Gather every line from the items below that contains the word "plastic", and treat uppercase and lowercase as different.

::: AVAILABLE RECORDS :::

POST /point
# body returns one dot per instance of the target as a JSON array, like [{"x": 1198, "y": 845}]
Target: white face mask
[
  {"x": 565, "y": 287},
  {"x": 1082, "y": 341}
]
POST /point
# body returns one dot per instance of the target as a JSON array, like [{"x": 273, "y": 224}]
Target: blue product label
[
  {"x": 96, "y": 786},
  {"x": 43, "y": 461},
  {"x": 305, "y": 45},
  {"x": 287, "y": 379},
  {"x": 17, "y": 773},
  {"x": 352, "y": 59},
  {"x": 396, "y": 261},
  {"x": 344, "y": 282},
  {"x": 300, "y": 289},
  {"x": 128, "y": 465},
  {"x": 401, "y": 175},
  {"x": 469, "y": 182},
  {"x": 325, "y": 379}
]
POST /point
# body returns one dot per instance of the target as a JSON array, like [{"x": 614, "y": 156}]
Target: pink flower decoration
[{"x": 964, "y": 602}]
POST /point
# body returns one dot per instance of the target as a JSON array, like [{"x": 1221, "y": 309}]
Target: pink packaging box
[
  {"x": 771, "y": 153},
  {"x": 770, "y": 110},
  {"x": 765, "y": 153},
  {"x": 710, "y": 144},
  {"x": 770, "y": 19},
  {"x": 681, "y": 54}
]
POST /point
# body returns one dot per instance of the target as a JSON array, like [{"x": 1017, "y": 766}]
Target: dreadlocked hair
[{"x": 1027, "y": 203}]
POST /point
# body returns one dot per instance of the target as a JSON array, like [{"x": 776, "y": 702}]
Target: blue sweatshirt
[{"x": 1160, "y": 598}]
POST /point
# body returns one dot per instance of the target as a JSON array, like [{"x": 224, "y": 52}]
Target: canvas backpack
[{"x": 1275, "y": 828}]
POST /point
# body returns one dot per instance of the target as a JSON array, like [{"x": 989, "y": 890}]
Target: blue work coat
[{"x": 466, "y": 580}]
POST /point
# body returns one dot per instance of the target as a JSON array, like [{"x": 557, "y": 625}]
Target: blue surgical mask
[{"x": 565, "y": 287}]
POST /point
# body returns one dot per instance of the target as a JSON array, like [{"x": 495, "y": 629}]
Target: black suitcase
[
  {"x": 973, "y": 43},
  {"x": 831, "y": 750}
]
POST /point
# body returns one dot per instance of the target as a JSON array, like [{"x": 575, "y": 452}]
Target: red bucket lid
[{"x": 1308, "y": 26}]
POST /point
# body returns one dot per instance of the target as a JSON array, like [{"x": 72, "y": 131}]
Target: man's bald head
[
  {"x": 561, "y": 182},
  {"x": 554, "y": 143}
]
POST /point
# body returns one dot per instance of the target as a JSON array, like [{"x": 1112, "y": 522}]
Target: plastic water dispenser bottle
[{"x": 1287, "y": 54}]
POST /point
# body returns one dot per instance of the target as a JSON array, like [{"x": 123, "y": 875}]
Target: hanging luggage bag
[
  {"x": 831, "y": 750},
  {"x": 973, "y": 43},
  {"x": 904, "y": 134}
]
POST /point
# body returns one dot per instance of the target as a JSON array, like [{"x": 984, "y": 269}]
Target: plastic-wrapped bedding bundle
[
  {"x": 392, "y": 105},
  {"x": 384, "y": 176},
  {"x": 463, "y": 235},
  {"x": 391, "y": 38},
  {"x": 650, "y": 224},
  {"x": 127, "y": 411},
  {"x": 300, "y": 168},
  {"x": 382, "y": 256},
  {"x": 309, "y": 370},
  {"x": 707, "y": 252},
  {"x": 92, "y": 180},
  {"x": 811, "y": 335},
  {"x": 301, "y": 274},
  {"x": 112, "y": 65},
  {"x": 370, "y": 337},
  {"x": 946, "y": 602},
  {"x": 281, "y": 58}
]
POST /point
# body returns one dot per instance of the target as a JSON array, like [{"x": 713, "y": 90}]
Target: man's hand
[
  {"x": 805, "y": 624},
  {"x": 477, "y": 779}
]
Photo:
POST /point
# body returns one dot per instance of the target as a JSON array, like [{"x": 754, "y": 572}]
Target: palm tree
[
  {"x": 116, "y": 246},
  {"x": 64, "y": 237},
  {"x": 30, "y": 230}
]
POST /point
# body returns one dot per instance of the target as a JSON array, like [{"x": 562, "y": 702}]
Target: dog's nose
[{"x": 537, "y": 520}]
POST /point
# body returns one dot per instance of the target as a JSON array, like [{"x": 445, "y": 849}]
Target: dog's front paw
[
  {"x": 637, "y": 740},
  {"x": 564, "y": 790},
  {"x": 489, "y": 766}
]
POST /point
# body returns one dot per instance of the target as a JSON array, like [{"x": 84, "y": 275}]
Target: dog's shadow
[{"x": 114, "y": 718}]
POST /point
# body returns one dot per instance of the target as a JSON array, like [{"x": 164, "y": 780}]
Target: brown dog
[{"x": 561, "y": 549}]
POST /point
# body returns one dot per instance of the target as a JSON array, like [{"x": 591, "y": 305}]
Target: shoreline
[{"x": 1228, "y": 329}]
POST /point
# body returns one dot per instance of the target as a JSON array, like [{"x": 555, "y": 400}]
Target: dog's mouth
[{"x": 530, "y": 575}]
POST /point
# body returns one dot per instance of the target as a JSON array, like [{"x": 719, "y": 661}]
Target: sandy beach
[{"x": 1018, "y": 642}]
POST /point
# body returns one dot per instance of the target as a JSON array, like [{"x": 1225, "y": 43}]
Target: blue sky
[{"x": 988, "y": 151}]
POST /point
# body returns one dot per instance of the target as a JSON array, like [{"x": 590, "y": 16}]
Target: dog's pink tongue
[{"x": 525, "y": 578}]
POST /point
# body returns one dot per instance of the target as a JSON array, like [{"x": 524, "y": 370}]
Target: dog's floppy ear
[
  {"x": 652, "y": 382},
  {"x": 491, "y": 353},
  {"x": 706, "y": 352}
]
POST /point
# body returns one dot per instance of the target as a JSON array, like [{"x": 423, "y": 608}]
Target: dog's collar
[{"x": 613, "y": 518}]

:::

### SOLUTION
Target: plastic water dispenser bottle
Target: plastic-wrapped bedding bundle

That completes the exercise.